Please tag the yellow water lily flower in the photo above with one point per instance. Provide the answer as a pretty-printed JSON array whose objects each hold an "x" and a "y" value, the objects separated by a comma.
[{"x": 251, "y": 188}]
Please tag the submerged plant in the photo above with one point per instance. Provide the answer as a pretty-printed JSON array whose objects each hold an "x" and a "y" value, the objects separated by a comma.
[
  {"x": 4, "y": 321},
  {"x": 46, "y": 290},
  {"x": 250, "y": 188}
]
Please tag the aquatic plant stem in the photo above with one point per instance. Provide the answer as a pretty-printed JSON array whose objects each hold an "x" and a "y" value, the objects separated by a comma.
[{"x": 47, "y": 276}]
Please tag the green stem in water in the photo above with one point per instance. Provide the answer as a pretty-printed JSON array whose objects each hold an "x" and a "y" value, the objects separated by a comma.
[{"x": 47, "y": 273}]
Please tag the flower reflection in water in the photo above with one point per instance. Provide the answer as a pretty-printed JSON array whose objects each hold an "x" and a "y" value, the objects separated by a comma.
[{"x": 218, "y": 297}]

________________________________________

- THE TASK -
The answer should contain nothing except the lines from the one with "Please tag the flower" to the end of the material above, each given again exactly.

- RESPONSE TO THIS EXERCISE -
Please tag the flower reflection in water in the photo above with one point per instance. Provide the answer as a pretty-printed JSON array whose objects each hold an "x" and a "y" value, the objects separated by a comma.
[{"x": 218, "y": 297}]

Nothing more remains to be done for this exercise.